## УСЛОВИЕ ЗАДАНИЯ
С точки зрения чего, согласно тексту ниже, очевиден отрицательный эффект закона для экономики России? Перечислите все названные пункты.

## ТЕКСТ
▬▬▬
3. Самое любопытное, что эта ненужная информация будет храниться в куче копий — по всем транзитным узлам. Существующие оптоволоконные сети сильно децентрализованы, для съема трафика придется или менять топологию, или собирать и сохранять информацию во множестве точек. Дедупликация в таких объемах и на распределенной сети очень затратна и не имеет экономического смысла. Ну а с шифрованием еще и невозможна в принципе, по крайней мере при текущих стандартах.
Таким образом, если за два года до практического вступления закона в силу правительство не переформулирует требования более разумно, Россия будет нести огромные расходы на хранение никому не нужной зашифрованной информации без возможности ее как-то использовать. Интернет-отрасль потеряет конкурентоспособность из-за вероятного отказа от мировых стандартов и изоляции внутри страны, а террористы и прочие злоумышленники совершенно не заметят никаких неудобств и будут продолжать пользоваться end-to-end-шифрованием или другими методами для обхода этого закона.
В любом случае, польза этого закона для борьбы с террором очень сомнительна, а отрицательный эффект для экономики России очевиден с точки зрения стоимости реализации, падения конкурентоспособности, недополученной прибыли и недоплаченных налогов. Заработают разве что строители дата-центров и систем хранения данных, собранных из импортных компонентов.
Как потерять двадцать миллиардов
СВам не кажется, что попытка создания инновационной экономики через какое-нибудь Сколково — абсолютно искусственная история?
Почему искусственная? Там есть конкретные программы. Результаты Сколково известны — они профинансировали 1432 проекта на приблизительно 10 миллиардов рублей.
СНе это называется результатом. Есть Силиконовая долина, есть Instagram с капитализацией в миллиарды долларов, есть Apple, есть Google, есть Facebook — компании, которые меняли мир.
▬▬▬
## ИСХОДНЫЕ ДАННЫЕ
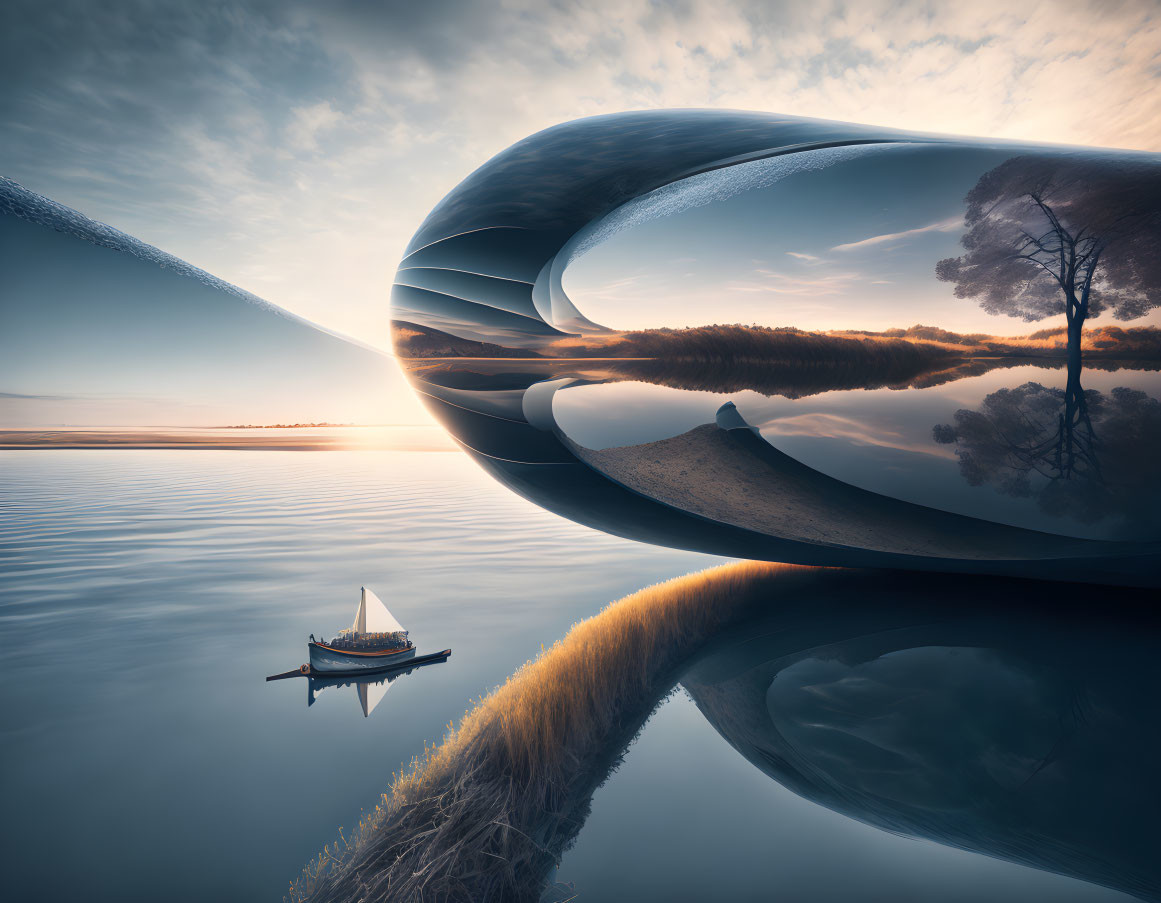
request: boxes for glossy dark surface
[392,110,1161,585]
▬▬▬
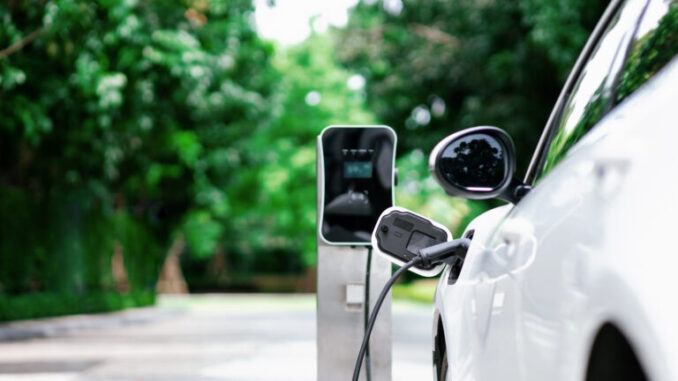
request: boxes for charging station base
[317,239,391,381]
▬▬▬
## РЕЗУЛЬТАТ ВЫПОЛНЕНИЯ
- стоимость реализации
- падение конкурентоспособности
- недополученная прибыль
- недоплаченные налоги